_Task objective_.
Name every recipient in the Cc field of the mailing-list post about global temporary tables.

_Passage_.
= = = = = = =
Re: [Proposal] Global temporary tables

From: Pavel Stehule <pavel(dot)stehule(at)gmail(dot)com>
To: Konstantin Knizhnik <k(dot)knizhnik(at)postgrespro(dot)ru>
Cc: Robert Haas <robertmhaas(at)gmail(dot)com>, Tomas Vondra <tomas(dot)vondra(at)2ndquadrant(dot)com>, 曾文旌(义从) <wenjing(dot)zwj(at)alibaba-inc(dot)com>, PostgreSQL Hackers <pgsql-hackers(at)postgresql(dot)org>, 蔡松露(子嘉) <zijia(at)taobao(dot)com>, "Cai, Le" <le(dot)cai(at)alibaba-inc(dot)com>, 萧少聪(铁庵) <shaocong(dot)xsc(at)alibaba-inc(dot)com>
Subject: Re: [Proposal] Global temporary tables
Date: 2020-01-27 19:44:13
Message-ID: CAFj8pRDVaNQhg1juJKuj3A2fN-TW5LsMVCqyOkEhKKjbjHEk5w@mail.gmail.com
Views: Raw Message | Whole Thread | Download mbox | Resend email
Thread:
Lists: pgsql-hackers

po 27. 1. 2020 v 10:11 odesílatel Konstantin Knizhnik <
k(dot)knizhnik(at)postgrespro(dot)ru> napsal:

>
>
> On 24.01.2020 22:39, Pavel Stehule wrote:
>
> I cannot to evaluate your proposal, and I am sure, so you know more about
> this code.
>
> There is a question if we can allow to build local temp index on global
> temp table. It is different situation. When I work with global properties
> personally I prefer total asynchronous implementation of any DDL operations
> for other than current session. When it is true, then I have not any
> objection. For me, good enough design of any DDL can be based on catalog
> change without forcing to living tables.
>
>
> From my point of view there are two difference uses cases of temp tables:
> 1. Backend needs some private data source which is specific to this
> session and has no relation with activities of other sessions.
> 2. We need a table containing private session data, but which is used in
> the same way by all database users.
>
> In the first case current Postgres temp tables works well (if we forget
> for a moment about all known issues related with temp tables).
> Global temp tables are used to address the second scenario. Assume that
> we write some stored procedure or implement some business logic outside
> database and
> what to perform some complex analtic query which requires tepmp table for
> storing intermediate results. In this case we can create GTT with all
> needed index at the moment of database initialization
> and do not perform any extra DDL during query execution. If will prevent
> catalog bloating and makes execution of query more efficient.
>
> I do not see any reasons to allow build local indexes for global table.
> Yes,it can happen that some session will have small amount of data in
> particular GTT and another - small amount of data in this table. But if
> access pattern is the same (and nature of GTT assumes it), then index in
> either appreciate, either useless in both cases.
>
>
>
>
> I see following disadvantage of your proposal. See scenario
>
> 1. I have two sessions
>
> A - small GTT with active owner
> B - big GTT with some active application.
>
> session A will do new index - it is fast, but if creating index is forced
> on B on demand (when B was touched), then this operation have to wait after
> index will be created.
>
> So I afraid build a index on other sessions on GTT when GTT tables in
> other sessions will not be empty.
= = = = = = =
_Collected material_.
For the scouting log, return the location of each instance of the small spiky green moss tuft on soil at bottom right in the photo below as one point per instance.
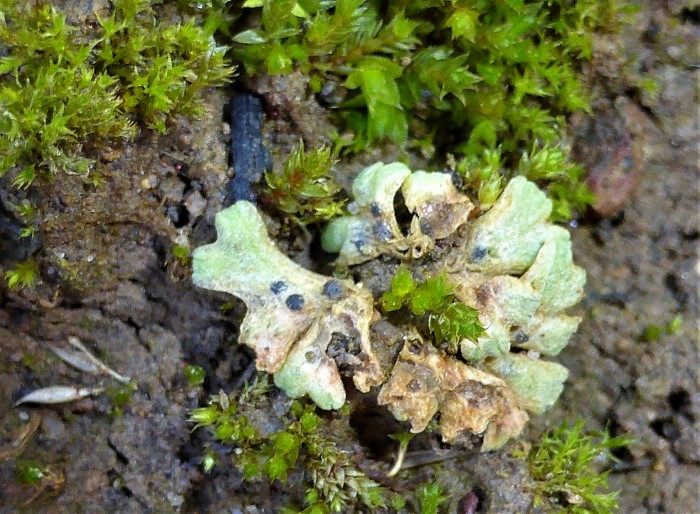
= = = = = = =
_Your solution_.
- Robert Haas
- Tomas Vondra
- 曾文旌(义从)
- PostgreSQL Hackers
- 蔡松露(子嘉)
- Cai, Le
- 萧少聪(铁庵)